- _What you will do_
Repeat exactly, and only, the lines from the one containing "Expected content: microphone" through the last line of the data below.

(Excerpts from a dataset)
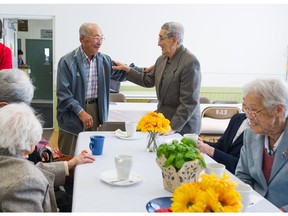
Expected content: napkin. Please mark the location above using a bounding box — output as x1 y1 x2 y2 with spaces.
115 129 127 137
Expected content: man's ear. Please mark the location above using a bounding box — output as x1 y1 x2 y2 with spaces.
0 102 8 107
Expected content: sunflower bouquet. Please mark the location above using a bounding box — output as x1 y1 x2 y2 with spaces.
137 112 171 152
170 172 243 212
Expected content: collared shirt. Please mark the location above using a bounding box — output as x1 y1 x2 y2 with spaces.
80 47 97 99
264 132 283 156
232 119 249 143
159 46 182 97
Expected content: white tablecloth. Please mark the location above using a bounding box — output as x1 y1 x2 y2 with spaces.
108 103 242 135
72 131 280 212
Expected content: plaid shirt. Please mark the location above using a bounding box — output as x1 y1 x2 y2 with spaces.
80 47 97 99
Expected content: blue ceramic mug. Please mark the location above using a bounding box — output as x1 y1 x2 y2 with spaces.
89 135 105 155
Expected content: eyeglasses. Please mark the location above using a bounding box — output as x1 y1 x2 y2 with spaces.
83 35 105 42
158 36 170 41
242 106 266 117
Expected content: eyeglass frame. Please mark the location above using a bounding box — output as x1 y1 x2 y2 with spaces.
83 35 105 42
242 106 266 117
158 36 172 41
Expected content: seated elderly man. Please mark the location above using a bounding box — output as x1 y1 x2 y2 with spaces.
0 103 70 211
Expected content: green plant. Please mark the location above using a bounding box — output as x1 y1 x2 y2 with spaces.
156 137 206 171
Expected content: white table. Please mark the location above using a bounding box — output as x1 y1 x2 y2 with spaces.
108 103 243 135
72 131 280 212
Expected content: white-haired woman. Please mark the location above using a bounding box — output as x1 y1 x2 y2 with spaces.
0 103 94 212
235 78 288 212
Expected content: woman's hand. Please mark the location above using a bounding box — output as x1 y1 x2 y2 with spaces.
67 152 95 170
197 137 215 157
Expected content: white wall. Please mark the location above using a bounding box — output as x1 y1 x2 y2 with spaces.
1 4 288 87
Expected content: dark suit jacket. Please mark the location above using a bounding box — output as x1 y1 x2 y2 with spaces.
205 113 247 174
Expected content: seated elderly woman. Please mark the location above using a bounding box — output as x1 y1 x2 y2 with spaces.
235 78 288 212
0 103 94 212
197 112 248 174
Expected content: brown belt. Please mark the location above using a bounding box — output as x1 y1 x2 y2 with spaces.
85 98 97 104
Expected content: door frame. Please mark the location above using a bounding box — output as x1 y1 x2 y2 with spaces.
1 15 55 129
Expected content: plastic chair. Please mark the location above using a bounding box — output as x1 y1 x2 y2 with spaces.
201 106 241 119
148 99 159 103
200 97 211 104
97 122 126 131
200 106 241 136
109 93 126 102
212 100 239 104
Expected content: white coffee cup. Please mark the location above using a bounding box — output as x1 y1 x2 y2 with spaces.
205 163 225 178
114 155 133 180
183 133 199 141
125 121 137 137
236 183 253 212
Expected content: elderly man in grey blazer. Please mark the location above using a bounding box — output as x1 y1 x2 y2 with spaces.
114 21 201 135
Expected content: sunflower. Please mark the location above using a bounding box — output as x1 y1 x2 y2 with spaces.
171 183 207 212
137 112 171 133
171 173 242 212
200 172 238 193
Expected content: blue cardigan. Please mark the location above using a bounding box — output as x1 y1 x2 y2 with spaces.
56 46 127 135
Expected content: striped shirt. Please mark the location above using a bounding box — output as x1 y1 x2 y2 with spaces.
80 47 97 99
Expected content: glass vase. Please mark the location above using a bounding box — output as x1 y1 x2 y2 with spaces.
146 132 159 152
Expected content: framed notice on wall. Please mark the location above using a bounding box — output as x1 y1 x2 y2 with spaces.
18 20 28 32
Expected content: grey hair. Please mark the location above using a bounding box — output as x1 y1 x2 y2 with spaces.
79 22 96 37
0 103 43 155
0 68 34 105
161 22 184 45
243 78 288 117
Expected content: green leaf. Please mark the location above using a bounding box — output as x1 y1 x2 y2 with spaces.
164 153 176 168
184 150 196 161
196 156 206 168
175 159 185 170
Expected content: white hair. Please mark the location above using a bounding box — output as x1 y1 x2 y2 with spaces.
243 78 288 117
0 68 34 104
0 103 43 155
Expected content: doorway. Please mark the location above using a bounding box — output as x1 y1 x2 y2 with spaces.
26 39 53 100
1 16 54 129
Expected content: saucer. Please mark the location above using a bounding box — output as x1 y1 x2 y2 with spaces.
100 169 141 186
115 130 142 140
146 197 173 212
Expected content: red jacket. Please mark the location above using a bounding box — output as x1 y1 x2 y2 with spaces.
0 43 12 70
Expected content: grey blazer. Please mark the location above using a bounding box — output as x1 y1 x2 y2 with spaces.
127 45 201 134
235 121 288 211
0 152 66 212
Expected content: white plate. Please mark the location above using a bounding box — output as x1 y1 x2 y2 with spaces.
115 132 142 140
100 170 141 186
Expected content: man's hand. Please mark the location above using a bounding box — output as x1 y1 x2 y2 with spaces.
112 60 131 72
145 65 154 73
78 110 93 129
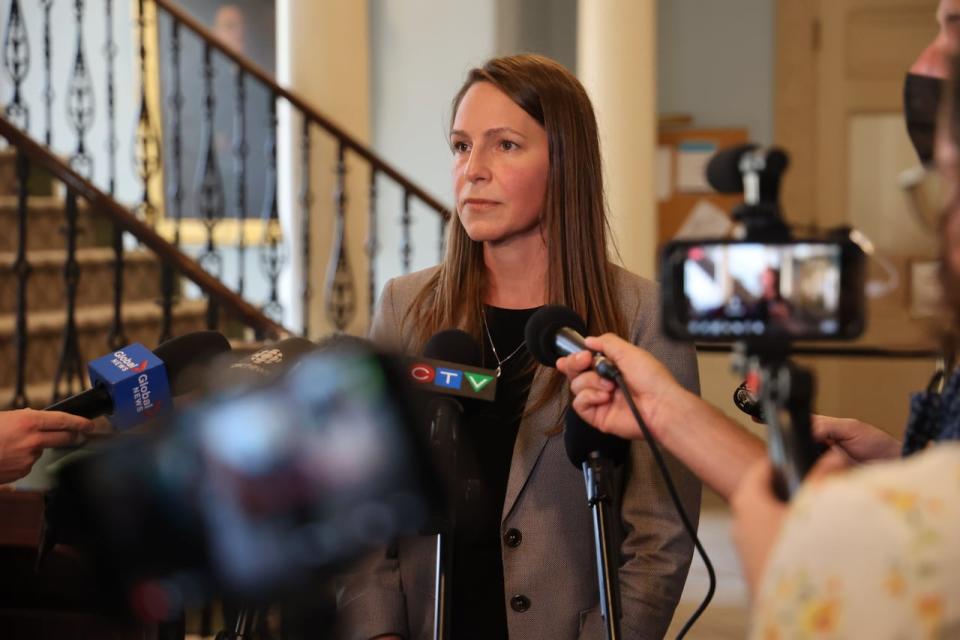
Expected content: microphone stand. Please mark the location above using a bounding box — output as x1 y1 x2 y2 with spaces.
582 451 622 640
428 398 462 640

- _Problem solution_
Expected content: microphone stand. Please mark the location above using a bounding box — output as x1 y1 x2 y2 with spaces.
582 451 622 640
428 398 462 640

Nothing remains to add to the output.